TEXTE FOURNI
※ ※ ※

Voici une rapide présentation du Barrage de Serre-Ponçon : petit rappel sur son histoire, sa construction, présentation des caractéristiques techniques et enjeux actuels et futurs pour le territoire.
Le barrage a donné naissance au lac de Serre-Ponçon, une retenue articielle situé dans les Hautes-Alpes, à la limite des départements des Hautes-Alpes et Alpes-de-Haute-Provence (50% sur la commune de Rousset, 50% sur la commune Ubaye-Serre-Ponçon / La Bréole). Le Lac est alimenté par la fonte des neiges et des glaciers d'altitude, alimentant par affluent la Durance et l'Ubae, qui elle-même se jettent dans la retenue respectivement au niveau d'Embrun et au niveau du Lauzet-Ubaye.
Années après années, le barrage de Serre-Ponçon est devenu, outre le réservoir hydraulique de la Provence, également le poumon économique des Alpes du Sud.
Vous trouverez ci-dessous une rapide présentation de cet équipement industriel EDF, et l'explication de son importance pour le territoire et la région PACA.
L'idée de la construction d'un barrage nait à la fin du 19ième siècle, notamment suite aux crues de 1843/1856 et la pénurie d'eau de 1895. Avant entre les deux guerres, la voie ferrée entre Chorges et Barcelonnette était en bonne voie et son tracé contrecarrait tout projet.
Il a fallu attendre l'après seconde guerre mondiale, où le pays avait besoin d'énergie pour reconstruire le pays et le faire entrer dans la modernité, pour que le projet ressorte des cartons comme état d'importance stratégique :
- 1856 premier projet de barrage sur la Durance
- 1896 Ivan Wilhelm, 3 ans après sa nomination aux Ponts et Chaussées, cible Serre-Ponçon comme un site potentiel
- 1909 Ivan Wilhelm publie une étude complète sur l'équipement de la Durance
- 1948 EDF est mandatée par l'Etat pour envisager la construction du barrage
- 1951 décès d'Ivan Wilhelm, le concepteur du barrage. Il avait suggéré qu'on le construise sous la forme d'une digue en terre, inspiré de techniques américaines
- 1955 le projet de construction du barrage déclaré d'utilité publique. EDF valide un barrage en terre (et non pas sous la forme d'une voute en béton)

※ ※ ※

DONNÉES FOURNIES

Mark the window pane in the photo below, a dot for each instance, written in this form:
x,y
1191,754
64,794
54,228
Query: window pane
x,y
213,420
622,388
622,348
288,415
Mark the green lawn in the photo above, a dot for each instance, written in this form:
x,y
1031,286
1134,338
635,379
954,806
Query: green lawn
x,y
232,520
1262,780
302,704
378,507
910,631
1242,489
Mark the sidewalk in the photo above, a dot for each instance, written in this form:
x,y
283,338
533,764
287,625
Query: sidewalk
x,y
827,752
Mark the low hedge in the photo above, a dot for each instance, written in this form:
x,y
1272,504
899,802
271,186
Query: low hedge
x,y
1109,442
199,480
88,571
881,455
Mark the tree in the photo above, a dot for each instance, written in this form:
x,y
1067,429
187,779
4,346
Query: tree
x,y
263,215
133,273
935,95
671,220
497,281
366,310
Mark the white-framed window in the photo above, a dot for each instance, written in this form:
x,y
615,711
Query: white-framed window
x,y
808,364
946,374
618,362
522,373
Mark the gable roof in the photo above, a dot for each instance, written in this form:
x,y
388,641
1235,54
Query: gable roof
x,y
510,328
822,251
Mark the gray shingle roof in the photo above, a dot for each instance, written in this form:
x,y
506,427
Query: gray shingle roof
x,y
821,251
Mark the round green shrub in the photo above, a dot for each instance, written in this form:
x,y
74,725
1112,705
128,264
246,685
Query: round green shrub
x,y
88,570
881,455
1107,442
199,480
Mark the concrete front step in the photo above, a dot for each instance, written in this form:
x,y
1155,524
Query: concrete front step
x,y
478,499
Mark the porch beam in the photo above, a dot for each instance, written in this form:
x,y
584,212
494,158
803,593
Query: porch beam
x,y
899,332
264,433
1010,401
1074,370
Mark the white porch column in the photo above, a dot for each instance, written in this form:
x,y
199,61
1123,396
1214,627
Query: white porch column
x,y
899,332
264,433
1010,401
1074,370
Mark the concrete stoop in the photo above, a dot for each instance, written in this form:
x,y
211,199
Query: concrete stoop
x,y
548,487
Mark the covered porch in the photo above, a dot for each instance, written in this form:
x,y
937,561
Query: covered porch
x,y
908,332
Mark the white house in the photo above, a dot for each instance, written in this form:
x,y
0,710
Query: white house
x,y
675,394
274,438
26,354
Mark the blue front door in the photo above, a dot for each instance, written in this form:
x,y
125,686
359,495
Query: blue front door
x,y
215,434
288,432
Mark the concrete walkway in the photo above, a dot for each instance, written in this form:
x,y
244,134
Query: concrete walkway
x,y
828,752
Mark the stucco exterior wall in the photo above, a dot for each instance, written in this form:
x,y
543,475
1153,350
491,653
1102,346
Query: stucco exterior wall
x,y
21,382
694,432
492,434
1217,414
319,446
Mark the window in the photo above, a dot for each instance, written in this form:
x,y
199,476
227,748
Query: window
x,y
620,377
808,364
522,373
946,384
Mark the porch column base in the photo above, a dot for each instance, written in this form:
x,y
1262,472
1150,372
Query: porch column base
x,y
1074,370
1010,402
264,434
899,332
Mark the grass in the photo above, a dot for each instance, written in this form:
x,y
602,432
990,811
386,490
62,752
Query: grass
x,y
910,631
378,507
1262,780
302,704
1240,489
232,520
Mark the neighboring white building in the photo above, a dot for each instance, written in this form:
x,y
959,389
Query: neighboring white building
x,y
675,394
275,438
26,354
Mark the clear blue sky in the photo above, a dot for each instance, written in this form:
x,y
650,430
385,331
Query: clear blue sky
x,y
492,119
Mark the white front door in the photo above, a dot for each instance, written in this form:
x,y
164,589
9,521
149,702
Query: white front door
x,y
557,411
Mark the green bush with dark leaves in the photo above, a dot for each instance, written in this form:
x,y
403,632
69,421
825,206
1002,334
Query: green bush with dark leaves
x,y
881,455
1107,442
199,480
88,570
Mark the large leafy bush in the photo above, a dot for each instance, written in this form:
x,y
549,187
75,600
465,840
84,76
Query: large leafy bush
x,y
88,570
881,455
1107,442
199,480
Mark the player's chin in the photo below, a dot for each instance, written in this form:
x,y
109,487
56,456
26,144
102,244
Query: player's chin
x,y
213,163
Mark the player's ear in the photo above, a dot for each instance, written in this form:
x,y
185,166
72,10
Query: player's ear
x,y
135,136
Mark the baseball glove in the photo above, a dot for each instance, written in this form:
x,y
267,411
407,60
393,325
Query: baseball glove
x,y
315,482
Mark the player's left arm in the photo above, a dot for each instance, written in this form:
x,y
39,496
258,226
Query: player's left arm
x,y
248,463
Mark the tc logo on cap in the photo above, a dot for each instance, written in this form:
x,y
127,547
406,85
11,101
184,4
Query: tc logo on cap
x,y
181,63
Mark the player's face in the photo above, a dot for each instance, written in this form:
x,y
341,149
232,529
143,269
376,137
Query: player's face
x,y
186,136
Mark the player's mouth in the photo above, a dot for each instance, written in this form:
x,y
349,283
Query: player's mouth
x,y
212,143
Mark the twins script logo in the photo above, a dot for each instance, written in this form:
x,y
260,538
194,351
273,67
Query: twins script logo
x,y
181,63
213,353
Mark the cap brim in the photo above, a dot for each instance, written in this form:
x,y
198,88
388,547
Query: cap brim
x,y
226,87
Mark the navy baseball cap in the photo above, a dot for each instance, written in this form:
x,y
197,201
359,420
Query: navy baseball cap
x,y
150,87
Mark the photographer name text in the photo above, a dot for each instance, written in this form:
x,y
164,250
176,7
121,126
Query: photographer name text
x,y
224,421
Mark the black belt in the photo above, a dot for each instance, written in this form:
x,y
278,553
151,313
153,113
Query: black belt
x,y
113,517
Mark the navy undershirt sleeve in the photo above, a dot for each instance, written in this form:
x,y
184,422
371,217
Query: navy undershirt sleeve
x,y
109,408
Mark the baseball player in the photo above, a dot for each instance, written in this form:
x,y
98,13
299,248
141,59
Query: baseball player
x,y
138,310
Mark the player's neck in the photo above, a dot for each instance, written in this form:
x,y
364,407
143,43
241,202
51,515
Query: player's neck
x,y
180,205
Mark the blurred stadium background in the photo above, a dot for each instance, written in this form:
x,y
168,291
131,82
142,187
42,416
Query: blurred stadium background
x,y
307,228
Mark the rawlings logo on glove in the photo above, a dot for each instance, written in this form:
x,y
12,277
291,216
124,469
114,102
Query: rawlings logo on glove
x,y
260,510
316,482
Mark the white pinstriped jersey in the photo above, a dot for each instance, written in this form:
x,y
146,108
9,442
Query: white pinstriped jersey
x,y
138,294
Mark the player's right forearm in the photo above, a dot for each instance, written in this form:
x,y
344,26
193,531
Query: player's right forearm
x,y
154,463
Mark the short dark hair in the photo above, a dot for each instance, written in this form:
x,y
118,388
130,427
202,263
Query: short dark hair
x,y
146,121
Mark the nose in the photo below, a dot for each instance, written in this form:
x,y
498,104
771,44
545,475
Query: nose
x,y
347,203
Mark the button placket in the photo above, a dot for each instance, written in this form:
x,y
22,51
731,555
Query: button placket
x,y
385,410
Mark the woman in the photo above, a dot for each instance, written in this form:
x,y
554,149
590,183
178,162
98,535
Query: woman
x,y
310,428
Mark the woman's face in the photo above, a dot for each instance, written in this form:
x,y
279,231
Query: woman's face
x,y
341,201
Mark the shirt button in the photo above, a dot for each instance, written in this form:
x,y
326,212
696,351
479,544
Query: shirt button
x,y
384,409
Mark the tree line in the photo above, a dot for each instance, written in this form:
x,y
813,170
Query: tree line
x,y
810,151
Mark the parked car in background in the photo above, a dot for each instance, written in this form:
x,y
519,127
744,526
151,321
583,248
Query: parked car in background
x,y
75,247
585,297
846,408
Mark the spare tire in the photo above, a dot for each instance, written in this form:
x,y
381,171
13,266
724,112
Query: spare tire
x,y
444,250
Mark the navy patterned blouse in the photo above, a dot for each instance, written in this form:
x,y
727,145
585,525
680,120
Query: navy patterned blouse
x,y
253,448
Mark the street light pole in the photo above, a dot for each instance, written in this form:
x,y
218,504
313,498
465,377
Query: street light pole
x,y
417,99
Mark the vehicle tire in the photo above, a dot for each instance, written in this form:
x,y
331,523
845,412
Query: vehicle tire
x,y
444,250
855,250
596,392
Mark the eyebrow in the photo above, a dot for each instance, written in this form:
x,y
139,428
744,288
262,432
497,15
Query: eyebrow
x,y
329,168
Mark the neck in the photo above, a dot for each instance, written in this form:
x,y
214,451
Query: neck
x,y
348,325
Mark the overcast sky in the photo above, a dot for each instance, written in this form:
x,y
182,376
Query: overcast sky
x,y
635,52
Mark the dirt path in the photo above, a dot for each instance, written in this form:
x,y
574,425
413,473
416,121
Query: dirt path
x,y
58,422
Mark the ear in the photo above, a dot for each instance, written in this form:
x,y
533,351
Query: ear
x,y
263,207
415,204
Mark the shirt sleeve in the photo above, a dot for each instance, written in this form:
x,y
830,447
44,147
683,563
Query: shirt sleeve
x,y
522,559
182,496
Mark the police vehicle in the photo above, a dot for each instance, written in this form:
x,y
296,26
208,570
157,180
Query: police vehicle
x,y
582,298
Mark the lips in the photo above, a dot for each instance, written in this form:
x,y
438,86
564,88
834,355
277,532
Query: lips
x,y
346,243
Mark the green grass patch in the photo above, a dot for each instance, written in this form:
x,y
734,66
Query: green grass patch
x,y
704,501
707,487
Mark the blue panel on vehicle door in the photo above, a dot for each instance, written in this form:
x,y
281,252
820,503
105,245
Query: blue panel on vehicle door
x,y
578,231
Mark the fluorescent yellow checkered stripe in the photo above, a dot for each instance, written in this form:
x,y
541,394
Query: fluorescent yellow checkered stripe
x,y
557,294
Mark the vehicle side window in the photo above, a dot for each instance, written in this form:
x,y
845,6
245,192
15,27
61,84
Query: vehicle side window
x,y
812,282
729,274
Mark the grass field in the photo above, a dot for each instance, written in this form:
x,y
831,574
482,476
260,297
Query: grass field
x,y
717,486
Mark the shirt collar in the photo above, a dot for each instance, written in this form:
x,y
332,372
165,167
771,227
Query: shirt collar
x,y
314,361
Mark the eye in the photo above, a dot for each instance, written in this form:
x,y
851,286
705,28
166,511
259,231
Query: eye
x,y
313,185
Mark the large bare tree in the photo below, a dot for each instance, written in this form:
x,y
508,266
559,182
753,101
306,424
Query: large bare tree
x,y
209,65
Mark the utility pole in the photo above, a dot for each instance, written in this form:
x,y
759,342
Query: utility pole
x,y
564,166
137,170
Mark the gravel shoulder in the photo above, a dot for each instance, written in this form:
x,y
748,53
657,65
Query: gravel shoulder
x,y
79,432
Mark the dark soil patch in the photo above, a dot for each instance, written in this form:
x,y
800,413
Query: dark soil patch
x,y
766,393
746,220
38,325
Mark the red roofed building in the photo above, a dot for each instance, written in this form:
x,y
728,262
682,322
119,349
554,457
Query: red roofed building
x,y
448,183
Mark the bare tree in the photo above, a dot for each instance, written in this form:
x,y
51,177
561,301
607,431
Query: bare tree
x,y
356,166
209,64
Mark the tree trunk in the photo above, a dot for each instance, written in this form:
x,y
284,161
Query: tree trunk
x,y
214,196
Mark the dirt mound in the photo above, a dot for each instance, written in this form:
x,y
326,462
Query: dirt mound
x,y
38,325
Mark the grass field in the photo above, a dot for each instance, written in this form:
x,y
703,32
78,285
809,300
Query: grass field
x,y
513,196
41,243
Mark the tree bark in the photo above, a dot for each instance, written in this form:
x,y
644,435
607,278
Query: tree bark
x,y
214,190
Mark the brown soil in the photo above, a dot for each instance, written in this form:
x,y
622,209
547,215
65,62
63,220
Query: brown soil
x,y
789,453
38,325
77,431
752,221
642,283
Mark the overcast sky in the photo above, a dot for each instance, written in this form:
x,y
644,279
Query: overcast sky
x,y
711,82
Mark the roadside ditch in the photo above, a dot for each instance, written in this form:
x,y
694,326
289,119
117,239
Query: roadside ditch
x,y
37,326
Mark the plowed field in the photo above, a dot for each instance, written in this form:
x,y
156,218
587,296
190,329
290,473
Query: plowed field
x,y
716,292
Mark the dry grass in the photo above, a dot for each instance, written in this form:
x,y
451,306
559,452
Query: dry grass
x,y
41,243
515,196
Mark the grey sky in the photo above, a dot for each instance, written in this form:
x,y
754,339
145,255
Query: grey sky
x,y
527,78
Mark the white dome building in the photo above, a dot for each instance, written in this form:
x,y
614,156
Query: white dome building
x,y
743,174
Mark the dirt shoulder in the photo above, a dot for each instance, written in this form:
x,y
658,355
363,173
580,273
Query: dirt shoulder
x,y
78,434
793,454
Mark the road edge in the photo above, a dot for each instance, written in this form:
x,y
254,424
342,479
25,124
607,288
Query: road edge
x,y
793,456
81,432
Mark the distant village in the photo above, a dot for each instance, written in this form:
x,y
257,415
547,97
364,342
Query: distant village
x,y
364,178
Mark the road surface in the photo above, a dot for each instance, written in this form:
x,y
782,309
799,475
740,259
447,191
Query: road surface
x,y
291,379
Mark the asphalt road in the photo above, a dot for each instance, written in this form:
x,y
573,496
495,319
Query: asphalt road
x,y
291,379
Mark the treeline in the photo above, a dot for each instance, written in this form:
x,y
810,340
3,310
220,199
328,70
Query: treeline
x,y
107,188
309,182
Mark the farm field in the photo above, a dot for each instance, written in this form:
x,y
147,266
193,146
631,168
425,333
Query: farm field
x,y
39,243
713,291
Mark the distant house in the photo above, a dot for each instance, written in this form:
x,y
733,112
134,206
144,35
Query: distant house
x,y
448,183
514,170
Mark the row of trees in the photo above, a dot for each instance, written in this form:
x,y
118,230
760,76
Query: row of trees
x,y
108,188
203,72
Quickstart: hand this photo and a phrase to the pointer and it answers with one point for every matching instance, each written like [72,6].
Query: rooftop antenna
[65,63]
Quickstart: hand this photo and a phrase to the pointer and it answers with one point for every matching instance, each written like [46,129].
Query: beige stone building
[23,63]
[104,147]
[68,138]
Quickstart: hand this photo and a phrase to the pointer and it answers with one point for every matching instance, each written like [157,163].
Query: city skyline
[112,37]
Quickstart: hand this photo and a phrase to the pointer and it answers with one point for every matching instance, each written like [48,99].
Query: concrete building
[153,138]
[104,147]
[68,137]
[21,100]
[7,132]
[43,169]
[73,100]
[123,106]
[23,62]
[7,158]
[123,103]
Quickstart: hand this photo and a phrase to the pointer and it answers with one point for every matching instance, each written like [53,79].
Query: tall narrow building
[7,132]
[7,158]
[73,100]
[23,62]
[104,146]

※ ※ ※

CONSIGNES
Recopiez le passage du texte sur le barrage de Serre-Ponçon qui commence par « Années après années, le » et se termine par « Alpes du Sud. ».

CORRIGÉ
Années après années, le barrage de Serre-Ponçon est devenu, outre le réservoir hydraulique de la Provence, également le poumon économique des Alpes du Sud.